Excerpted passage ▸
Warehouse vets

Warehouse District veteran artists reunite at Kenwood’s new Bockley Gallery

Three artists who helped shape the once vibrant, but now diffused, Warehouse District art scene reunite at the new Bockley Gallery. The gallery itself, which thrived in the Wyman Building, 400 1st Ave. N., from 1985 to 1996, has been reborn in Kenwood.

Owner Todd Bockley’s new space, at 2123 W. 21st St., features some of the artists who introduced him to art in the first place, including Warehouse District “vets” Glen Hanson, Philip Larson and Stuart Nielsen in a kind of mini class reunion.

That’s also the name of the show – “Warehouse Vets.” It presents various “focused” works produced through centering activities or meditative exercises.

Old friends and new acquaintances say the gallery is the product of Bockley’s deep roots and “lifetime” approach to art. Furthermore, these exhibiting artists are part of a renewed art scene in Downtown and southwest that’s less centralized but still contains core artists. Some wonder if it’s symptomatic of a move toward mom-and-pop style storefront galleries and away from big spaces in industrial warehouses.

Explore the material ▸
**A.** In the article about the Bockley Gallery, which years did the gallery thrive in the Wyman Building?
**B.** Continue the article about the "Warehouse Vets" show at the Bockley Gallery from where it stops.
None of the material has anything to do with this article.

Supplied records ▸
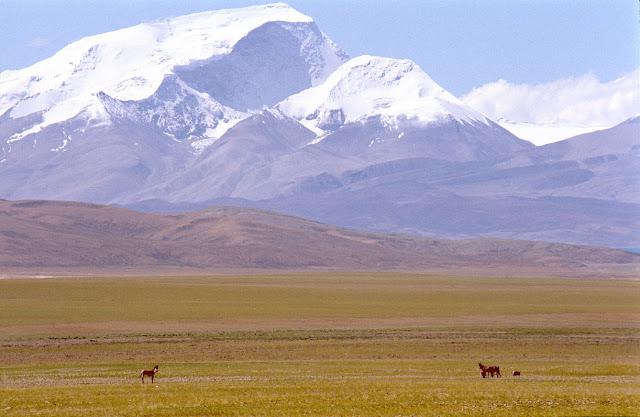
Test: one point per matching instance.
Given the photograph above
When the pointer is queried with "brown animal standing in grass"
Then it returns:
(150, 373)
(489, 370)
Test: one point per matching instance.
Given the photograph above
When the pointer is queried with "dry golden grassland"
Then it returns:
(319, 344)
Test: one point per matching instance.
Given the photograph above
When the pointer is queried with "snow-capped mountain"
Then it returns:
(395, 90)
(384, 108)
(257, 107)
(543, 134)
(131, 64)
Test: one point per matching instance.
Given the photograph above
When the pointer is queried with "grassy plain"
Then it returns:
(319, 344)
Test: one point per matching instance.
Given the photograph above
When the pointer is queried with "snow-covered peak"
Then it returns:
(130, 63)
(543, 134)
(396, 90)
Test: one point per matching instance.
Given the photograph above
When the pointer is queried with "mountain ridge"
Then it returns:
(43, 234)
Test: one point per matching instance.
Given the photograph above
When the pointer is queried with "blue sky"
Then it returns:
(462, 44)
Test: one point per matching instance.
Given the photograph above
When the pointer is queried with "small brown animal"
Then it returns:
(150, 373)
(489, 370)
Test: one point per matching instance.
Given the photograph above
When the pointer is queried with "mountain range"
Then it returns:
(257, 108)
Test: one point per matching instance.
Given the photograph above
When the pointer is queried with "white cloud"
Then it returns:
(38, 42)
(577, 102)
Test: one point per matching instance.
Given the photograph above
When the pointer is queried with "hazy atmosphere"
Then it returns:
(354, 208)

Responses by item number ▸
**A.** From 1985 to 1996.

**B.**
Although times have changed, Bockley said, “Now we’re seeing a renaissance. [The scene is] just not as centralized. Lots of younger galleries have sprung up. It’s important to me that Minneapolis should support its own local artists. There’s a wealth of wonderful talent. That’s a motivating thing to me. We can share and build on a community level our collective culture.”

Tom Owens, a real estate attorney who lives in Kenwood, bought his first piece of art from the first Bockley Gallery in the mid-’80s.

“This is one of the top-notch three or four art dealers in the Twin Cities over the last 20 years because of the quality of artists whom he’s [Todd] exhibited of local and regional stature and the relationships he’s developed with them over the years.”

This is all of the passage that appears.